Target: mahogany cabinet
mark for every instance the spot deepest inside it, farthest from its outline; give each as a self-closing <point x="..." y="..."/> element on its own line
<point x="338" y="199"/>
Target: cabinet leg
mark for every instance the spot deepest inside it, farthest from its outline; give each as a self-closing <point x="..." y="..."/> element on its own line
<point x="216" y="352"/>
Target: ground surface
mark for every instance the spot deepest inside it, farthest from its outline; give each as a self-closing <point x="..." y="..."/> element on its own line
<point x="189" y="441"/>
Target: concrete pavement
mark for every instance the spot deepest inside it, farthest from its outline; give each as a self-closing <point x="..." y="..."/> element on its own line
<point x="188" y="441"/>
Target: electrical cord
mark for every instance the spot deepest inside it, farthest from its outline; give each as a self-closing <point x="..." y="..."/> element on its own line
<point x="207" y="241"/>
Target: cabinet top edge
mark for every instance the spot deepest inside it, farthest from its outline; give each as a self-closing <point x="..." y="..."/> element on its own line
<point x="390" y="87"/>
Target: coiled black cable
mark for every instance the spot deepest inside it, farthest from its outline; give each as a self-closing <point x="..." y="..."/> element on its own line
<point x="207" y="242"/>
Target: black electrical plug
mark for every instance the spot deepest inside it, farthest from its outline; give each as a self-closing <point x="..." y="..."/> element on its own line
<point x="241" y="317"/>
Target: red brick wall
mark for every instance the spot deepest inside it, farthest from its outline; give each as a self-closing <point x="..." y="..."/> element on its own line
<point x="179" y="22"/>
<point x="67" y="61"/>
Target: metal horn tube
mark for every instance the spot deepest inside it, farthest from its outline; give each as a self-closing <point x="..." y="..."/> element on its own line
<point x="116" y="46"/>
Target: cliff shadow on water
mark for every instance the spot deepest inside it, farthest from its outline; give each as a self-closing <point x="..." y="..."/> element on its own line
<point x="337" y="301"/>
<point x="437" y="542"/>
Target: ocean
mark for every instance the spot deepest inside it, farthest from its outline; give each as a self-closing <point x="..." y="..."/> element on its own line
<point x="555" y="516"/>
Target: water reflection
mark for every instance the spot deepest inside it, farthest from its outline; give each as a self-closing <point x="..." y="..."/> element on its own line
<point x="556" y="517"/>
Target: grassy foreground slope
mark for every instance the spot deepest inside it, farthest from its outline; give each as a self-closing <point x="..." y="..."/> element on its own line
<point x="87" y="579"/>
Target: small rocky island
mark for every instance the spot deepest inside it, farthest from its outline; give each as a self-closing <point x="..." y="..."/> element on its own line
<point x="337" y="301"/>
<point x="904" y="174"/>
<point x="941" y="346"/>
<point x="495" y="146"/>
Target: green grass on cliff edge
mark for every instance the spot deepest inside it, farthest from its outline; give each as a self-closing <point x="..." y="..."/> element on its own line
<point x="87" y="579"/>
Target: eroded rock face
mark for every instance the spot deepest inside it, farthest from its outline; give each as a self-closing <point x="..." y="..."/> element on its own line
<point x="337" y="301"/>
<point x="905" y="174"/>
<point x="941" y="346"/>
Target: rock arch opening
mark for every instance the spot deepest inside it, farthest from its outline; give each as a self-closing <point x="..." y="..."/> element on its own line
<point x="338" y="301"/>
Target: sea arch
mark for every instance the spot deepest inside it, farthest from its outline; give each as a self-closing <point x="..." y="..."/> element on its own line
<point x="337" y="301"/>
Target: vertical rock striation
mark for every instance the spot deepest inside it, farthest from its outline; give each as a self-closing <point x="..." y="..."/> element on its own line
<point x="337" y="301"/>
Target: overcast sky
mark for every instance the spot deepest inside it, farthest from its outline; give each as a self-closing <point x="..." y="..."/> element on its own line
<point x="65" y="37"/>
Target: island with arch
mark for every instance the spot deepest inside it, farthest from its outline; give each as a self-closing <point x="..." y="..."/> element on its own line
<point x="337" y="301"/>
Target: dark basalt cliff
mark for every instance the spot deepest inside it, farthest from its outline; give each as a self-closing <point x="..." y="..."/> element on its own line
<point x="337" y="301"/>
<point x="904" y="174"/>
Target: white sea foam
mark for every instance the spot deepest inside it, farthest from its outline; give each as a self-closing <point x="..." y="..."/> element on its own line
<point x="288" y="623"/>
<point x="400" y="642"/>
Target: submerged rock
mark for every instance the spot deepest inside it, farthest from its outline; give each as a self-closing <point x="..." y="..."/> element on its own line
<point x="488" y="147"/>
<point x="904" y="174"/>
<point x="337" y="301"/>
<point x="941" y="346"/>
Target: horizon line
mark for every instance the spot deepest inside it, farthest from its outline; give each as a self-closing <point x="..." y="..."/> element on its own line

━━━━━━

» **Set exercise**:
Copy all the records above exactly, missing none.

» **Correct output**:
Target: mahogany cabinet
mark for every instance the spot deepest inside it, farthest from its outline; give each as a self-closing <point x="..." y="..."/> element on its own line
<point x="338" y="199"/>
Target: cabinet leg
mark for every instance the spot deepest inside it, farthest from its outline; give each as a self-closing <point x="..." y="..."/> element on its own line
<point x="216" y="352"/>
Target: ground surface
mark for every instance the spot deepest inside it, farthest from its outline; give each as a self-closing <point x="..." y="..."/> element on its own line
<point x="189" y="441"/>
Target: concrete pavement
mark for every instance the spot deepest inside it, farthest from its outline; give each as a self-closing <point x="..." y="..."/> element on its own line
<point x="188" y="441"/>
Target: electrical cord
mark for every instance the spot deepest inside it, farthest from its outline; give each as a self-closing <point x="..." y="..."/> element on its own line
<point x="207" y="241"/>
Target: cabinet top edge
mark for every instance the spot deepest inside it, farthest from its outline; give each as a self-closing <point x="..." y="..."/> element on its own line
<point x="390" y="87"/>
Target: coiled black cable
mark for every instance the spot deepest inside it, farthest from its outline; give each as a self-closing <point x="..." y="..."/> element on its own line
<point x="207" y="242"/>
Target: black electrical plug
mark for every instance the spot deepest inside it, farthest from its outline; give each as a self-closing <point x="..." y="..."/> element on its own line
<point x="241" y="317"/>
Target: red brick wall
mark for every instance the spot deepest inside it, farthest from its outline; give each as a self-closing <point x="..." y="..."/> element on its own line
<point x="179" y="22"/>
<point x="67" y="61"/>
Target: metal horn tube
mark for every instance the spot deepest inside it, farthest from its outline; give each as a self-closing <point x="..." y="..."/> element on its own line
<point x="116" y="46"/>
Target: cliff shadow on water
mark for every instance the spot deepest inside it, farthest from its outline; give each as a self-closing <point x="..." y="..."/> element on its own line
<point x="337" y="301"/>
<point x="437" y="542"/>
Target: ocean
mark for every instance the spot deepest inside it, farthest from its outline; give each as a self-closing <point x="..." y="..."/> element on its own line
<point x="555" y="516"/>
Target: water reflection
mark for every instance the spot deepest inside it, farthest from its outline; give each as a self-closing <point x="..." y="..."/> element on its own line
<point x="556" y="517"/>
Target: grassy foreground slope
mark for every instance the spot deepest inside it, farthest from its outline; give each as a self-closing <point x="..." y="..."/> element on its own line
<point x="87" y="579"/>
Target: small rocky island
mark for every instance the spot deepest inside it, farthest from its outline; give each as a self-closing <point x="..." y="..."/> element on its own line
<point x="337" y="301"/>
<point x="904" y="174"/>
<point x="941" y="346"/>
<point x="495" y="146"/>
Target: green grass on cliff edge
mark for every instance the spot deepest inside it, farthest from its outline; give each as a self-closing <point x="..." y="..."/> element on its own line
<point x="87" y="579"/>
Target: eroded rock face
mark for every instance the spot deepest inside it, farthest from its outline; give each as a self-closing <point x="..." y="..."/> element on its own line
<point x="337" y="301"/>
<point x="905" y="174"/>
<point x="941" y="346"/>
Target: rock arch opening
mark for every instance the spot deepest inside it, farthest from its outline; give each as a self-closing <point x="..." y="..."/> element on its own line
<point x="338" y="301"/>
Target: sea arch
mark for every instance the spot deepest inside it, farthest from its outline; give each as a self-closing <point x="..." y="..."/> element on its own line
<point x="337" y="301"/>
Target: vertical rock striation
mark for every instance the spot deepest inside it, farthest from its outline; give each as a self-closing <point x="..." y="..."/> element on its own line
<point x="337" y="301"/>
Target: overcast sky
mark for every instance the spot deepest inside it, farthest from its outline; give each as a self-closing <point x="..." y="..."/> element on its own line
<point x="65" y="37"/>
Target: island with arch
mark for every instance the spot deepest inside it, farthest from its outline; give each as a self-closing <point x="..." y="..."/> element on its own line
<point x="337" y="301"/>
Target: dark basalt cliff
mark for every instance the spot deepest inside it, farthest from its outline; give each as a self-closing <point x="..." y="..."/> element on its own line
<point x="337" y="301"/>
<point x="904" y="174"/>
Target: white sea foam
mark for every instance the spot deepest inside it, farthest from its outline; give each as a self-closing <point x="..." y="..."/> element on its own line
<point x="288" y="623"/>
<point x="400" y="642"/>
Target: submerged rock
mark for every instance the spot deepest inside it, farthest from its outline; give each as a self-closing <point x="..." y="..."/> element on its own line
<point x="488" y="147"/>
<point x="904" y="174"/>
<point x="337" y="301"/>
<point x="941" y="346"/>
Target: horizon line
mark for every instance the spot deepest inside it, farthest from its outline; give each as a self-closing <point x="..." y="..."/> element on its own line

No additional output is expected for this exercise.